▶ _EXERCISE OBJECTIVE_
Reproduce the entries that follow precisely, setting aside any images.

▶ _MATERIAL SUPPLIED_
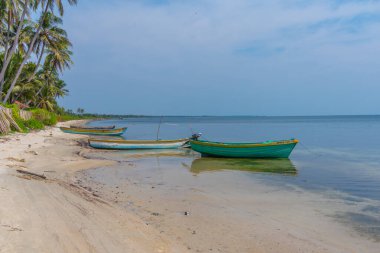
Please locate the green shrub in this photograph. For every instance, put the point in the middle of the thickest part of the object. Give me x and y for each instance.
(16, 117)
(34, 124)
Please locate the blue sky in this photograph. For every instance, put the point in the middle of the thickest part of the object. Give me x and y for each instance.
(219, 57)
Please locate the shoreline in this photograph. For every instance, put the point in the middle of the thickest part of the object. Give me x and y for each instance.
(55, 215)
(69, 213)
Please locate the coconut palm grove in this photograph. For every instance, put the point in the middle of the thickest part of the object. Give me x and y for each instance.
(34, 52)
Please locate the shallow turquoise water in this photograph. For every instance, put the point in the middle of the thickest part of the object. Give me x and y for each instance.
(339, 153)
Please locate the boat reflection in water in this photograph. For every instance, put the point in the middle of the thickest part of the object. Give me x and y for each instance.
(211, 164)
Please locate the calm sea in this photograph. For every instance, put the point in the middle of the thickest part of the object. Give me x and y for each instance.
(338, 158)
(340, 153)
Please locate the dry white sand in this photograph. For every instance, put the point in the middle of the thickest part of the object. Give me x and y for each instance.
(58, 215)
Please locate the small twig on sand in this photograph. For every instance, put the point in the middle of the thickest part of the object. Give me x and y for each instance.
(31, 174)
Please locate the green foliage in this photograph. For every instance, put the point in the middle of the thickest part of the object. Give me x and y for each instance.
(17, 118)
(34, 124)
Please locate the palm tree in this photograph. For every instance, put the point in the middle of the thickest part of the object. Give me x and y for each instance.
(46, 5)
(11, 8)
(51, 36)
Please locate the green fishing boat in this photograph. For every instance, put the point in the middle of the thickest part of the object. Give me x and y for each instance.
(267, 149)
(213, 164)
(105, 132)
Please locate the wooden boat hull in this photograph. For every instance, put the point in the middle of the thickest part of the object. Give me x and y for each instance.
(269, 149)
(213, 164)
(106, 132)
(91, 127)
(137, 144)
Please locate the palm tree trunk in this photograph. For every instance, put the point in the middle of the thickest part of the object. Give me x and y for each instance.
(30, 49)
(6, 47)
(14, 46)
(38, 63)
(37, 94)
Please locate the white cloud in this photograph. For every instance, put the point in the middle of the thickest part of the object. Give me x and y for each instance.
(216, 43)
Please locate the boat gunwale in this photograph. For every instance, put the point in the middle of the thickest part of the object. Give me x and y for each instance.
(138, 141)
(243, 145)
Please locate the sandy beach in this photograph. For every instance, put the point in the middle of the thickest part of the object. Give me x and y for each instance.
(70, 212)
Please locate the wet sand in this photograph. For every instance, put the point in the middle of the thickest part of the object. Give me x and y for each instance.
(149, 204)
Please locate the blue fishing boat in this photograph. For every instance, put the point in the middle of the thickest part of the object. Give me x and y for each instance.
(137, 144)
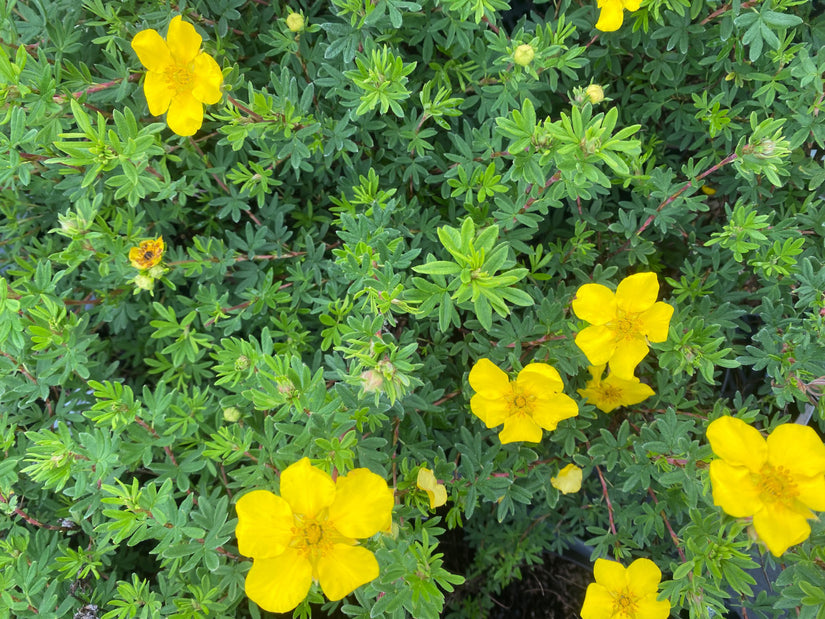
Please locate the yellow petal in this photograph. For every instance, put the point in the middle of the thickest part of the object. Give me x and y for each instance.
(655, 322)
(344, 569)
(595, 304)
(264, 526)
(568, 480)
(637, 293)
(734, 490)
(208, 79)
(737, 443)
(157, 91)
(488, 379)
(549, 411)
(183, 41)
(643, 576)
(610, 19)
(780, 528)
(279, 584)
(811, 492)
(610, 574)
(185, 115)
(492, 412)
(598, 343)
(798, 449)
(427, 482)
(362, 504)
(598, 602)
(628, 354)
(520, 428)
(539, 378)
(152, 50)
(306, 488)
(649, 608)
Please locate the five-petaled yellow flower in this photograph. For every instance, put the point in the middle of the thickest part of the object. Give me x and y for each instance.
(568, 480)
(147, 254)
(309, 533)
(612, 14)
(622, 323)
(612, 392)
(180, 77)
(427, 482)
(778, 481)
(526, 405)
(625, 593)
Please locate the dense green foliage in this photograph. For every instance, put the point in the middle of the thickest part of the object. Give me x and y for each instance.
(380, 200)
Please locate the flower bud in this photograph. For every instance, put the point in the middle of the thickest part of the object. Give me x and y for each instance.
(231, 414)
(295, 22)
(524, 55)
(595, 93)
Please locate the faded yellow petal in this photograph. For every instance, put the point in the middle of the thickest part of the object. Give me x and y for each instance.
(183, 40)
(655, 322)
(520, 428)
(780, 528)
(307, 488)
(610, 574)
(595, 304)
(362, 504)
(568, 480)
(649, 608)
(637, 293)
(152, 50)
(610, 19)
(208, 79)
(281, 583)
(344, 569)
(628, 355)
(598, 602)
(798, 449)
(157, 91)
(264, 526)
(436, 492)
(598, 343)
(185, 115)
(539, 378)
(734, 490)
(737, 443)
(487, 379)
(549, 411)
(492, 412)
(643, 576)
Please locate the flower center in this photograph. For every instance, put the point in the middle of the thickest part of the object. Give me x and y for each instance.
(179, 79)
(624, 604)
(520, 402)
(776, 484)
(311, 537)
(626, 326)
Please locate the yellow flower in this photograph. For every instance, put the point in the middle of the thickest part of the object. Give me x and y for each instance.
(613, 392)
(622, 323)
(309, 533)
(524, 54)
(295, 22)
(568, 480)
(181, 77)
(526, 405)
(612, 15)
(428, 483)
(778, 481)
(147, 254)
(625, 593)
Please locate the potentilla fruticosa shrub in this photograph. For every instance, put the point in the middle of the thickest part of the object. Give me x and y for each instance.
(290, 293)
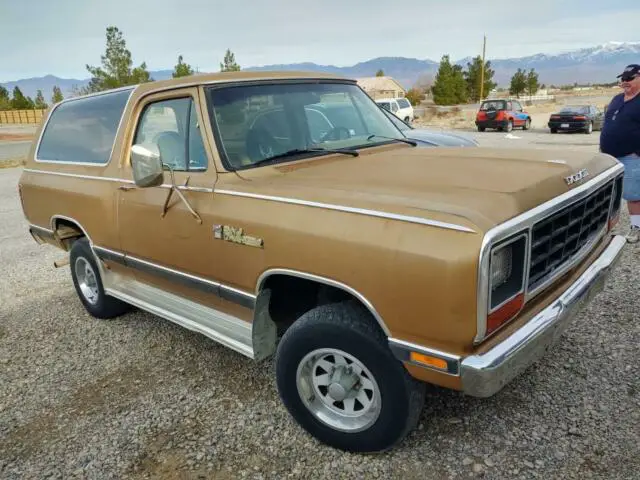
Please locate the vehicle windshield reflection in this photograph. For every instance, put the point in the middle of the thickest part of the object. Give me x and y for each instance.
(255, 123)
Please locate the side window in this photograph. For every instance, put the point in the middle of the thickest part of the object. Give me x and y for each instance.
(83, 130)
(171, 128)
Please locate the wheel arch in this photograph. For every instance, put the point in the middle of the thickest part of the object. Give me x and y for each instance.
(67, 230)
(324, 281)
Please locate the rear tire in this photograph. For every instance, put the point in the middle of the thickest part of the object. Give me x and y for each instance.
(589, 129)
(382, 403)
(509, 126)
(88, 283)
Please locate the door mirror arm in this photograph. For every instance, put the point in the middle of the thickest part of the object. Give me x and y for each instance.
(176, 189)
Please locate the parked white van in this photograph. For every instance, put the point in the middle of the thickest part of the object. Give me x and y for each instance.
(400, 107)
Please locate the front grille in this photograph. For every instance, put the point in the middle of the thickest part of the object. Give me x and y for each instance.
(557, 238)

▶ _TASK SOLUTION_
Please locate the green shrub in this photograph. For every instance, put the point in the middle of the thickest part of the object. Give me x and y for each instance.
(16, 117)
(34, 124)
Please locate the blue sky in this photograph. For every instance, put the point in the middle of the thickest part of the object. Give me x and y for each instance.
(219, 57)
Please locate the shoreline in this photograph. For every instance, put the point in the middle of the thickest part of the object. Give me x and y for each instance.
(55, 215)
(69, 213)
Please locate the coconut palm grove in this photograph. For every instance, put the point in the middle of the thickest part of the object. Give me x and y for each instance.
(34, 52)
Please locate the shallow turquoise water in this photograph. For every instance, put the point in the middle of the thickest part of the object. Give me x and y for each instance.
(339, 153)
Please locate the boat reflection in water in this photograph. For every instance, put the point in the middle of the thickest part of the object. Give me x and y for each instance.
(211, 164)
Please locate the calm sea in this photograph. For every instance, put the point in the middle of the thickest part of the object. Give me x and y for each instance.
(338, 158)
(340, 153)
Please locate the dry white sand in this photograph. For every instance, put the point in the middle of the thickest part of the object. Give me x and y for each instance.
(58, 215)
Please locate the small twig on sand in this photograph. For every instance, put the point in the middle of the thickest part of the object. Give me x and y for each instance.
(31, 174)
Please locate the green foliage in this photograph. For every instance, put the point in the middle of the thickest part of the object. Give me x and y for each instance.
(17, 118)
(34, 124)
Please locate the palm tree in this photograph. For every instance, put the point in the middle of the thickest part of the object. Give me x and y for each instance.
(46, 5)
(11, 8)
(51, 36)
Please locate the green fishing boat in this photograph. For every instance, put the point in the middle of the thickest part of the object. Give me x and y for each instance.
(267, 149)
(213, 164)
(105, 132)
Please locate the wooden boat hull in this photograph. For every instance, put the point in the middle of the thickest part of the object. Give me x and y for each instance.
(269, 149)
(213, 164)
(106, 132)
(91, 127)
(137, 144)
Please locate the palm tree trunk in this photograph. For every instance, put the point in the middle of the thickest part of the object. Give me x and y for each instance.
(30, 49)
(6, 47)
(14, 46)
(38, 63)
(37, 94)
Please locate the white cloud in this photograph. For every instance, put the point in the middle of the thickest part of the object. Give me x and y for each instance.
(216, 43)
Please locate the boat gunwale in this photograph. For every instance, put the point in the middle of the thickest part of the object. Give me x and y for each instance.
(138, 141)
(243, 145)
Please locate the sandy beach in this photograph. For every instance, put the point in the middle of the thickest part of the object. Give me x and y for each instance.
(70, 212)
Please locate the wet sand in this photograph. For every instance, put the point in the middle of the thickest part of the object. Give me x and y for each instance.
(149, 204)
Please locate the blue fishing boat in this photograph. For every instance, put the point in the middle of the thickest part of the object. Give me x and y for each instance.
(137, 144)
Please locate the yellow petal in this photograph. For every instance, put the point in the middle of the thickest part of the object. Give me x and y for each instance.
(655, 322)
(344, 569)
(595, 304)
(264, 526)
(568, 480)
(637, 293)
(734, 490)
(208, 79)
(737, 443)
(157, 91)
(488, 379)
(549, 411)
(183, 41)
(643, 576)
(610, 19)
(780, 528)
(279, 584)
(811, 492)
(610, 574)
(185, 115)
(492, 412)
(598, 343)
(798, 449)
(427, 482)
(362, 504)
(598, 602)
(628, 354)
(520, 428)
(539, 378)
(152, 50)
(306, 488)
(649, 608)
Please locate the five-petaled yellow flower in this photograph. For every instance, put the point in the middle of the thickest part of the object. Give me x and y for each instance.
(568, 480)
(147, 254)
(309, 533)
(612, 14)
(622, 323)
(612, 392)
(180, 77)
(427, 482)
(778, 481)
(526, 405)
(625, 593)
Please locate the dense green foliage in this photograph. For every instance, put the point in the middle of the thickest part of the object. Give me x and y for each instance.
(380, 200)
Please locate the flower bud in this photograph. For every instance, put the point in the middle of the thickest part of the object. Give me x and y for each instance.
(231, 414)
(295, 22)
(524, 55)
(595, 93)
Please locate the faded yellow petal in this photograph. For every instance, put the point in the middle of the thickest part of the object. Give me x and y for each instance.
(183, 40)
(655, 322)
(520, 428)
(780, 528)
(307, 488)
(610, 574)
(595, 304)
(362, 504)
(568, 480)
(649, 608)
(637, 293)
(152, 50)
(610, 19)
(208, 79)
(281, 583)
(344, 569)
(628, 355)
(598, 602)
(798, 449)
(157, 91)
(264, 526)
(436, 492)
(598, 343)
(185, 115)
(539, 378)
(734, 490)
(737, 443)
(487, 379)
(549, 411)
(492, 412)
(643, 576)
Please locate the flower center in this photograph. For every instance, put the point in the middle of the thickest part of the object. Give me x and y for each instance.
(179, 79)
(624, 604)
(520, 402)
(776, 484)
(311, 537)
(626, 326)
Please locate the yellow flower in this photograph. For every instance, put the point in the middle of the thickest part of the object. Give me x and y for each instance.
(613, 392)
(622, 323)
(309, 533)
(524, 54)
(295, 22)
(568, 480)
(181, 77)
(526, 405)
(612, 15)
(428, 483)
(778, 481)
(147, 254)
(625, 593)
Please locate the potentilla fruticosa shrub in this photograph. For every instance, put the point in the middle of the thickest part of the object. Give me x and y for each instance.
(290, 293)
Please locate the vehicle windshield reflection in this photograph. For every instance, put the point in the middle of the thickest part of the object. Give me x and y for each instance.
(255, 123)
Please locate the side window in this photograph. For every instance, put the point in the middle of the thickest part of the object. Give me x and y for each instance.
(83, 130)
(171, 128)
Please locate the wheel arch in this photograph. For every instance, put the point in the middle of the thickest part of the object. Give me x and y for each instance.
(67, 230)
(324, 281)
Please locate the rear tire in this photograph. For every instance, put the point in the middle of the thickest part of the object. Give me x and y for each instance.
(589, 129)
(382, 403)
(509, 126)
(88, 283)
Please locate the door mirror arm in this photograph. For every instance, put the point in the middle of the thickest part of the object. Give me x and y for each instance.
(176, 189)
Please locate the parked white van in this photograph. For every instance, put the point in the middle of the thickest part of the object. Give me x and y for each instance.
(400, 107)
Please locate the front grille in this photograph. For every instance, put the point in the middle of the thickest part of the object. Give me x and y for each instance.
(557, 238)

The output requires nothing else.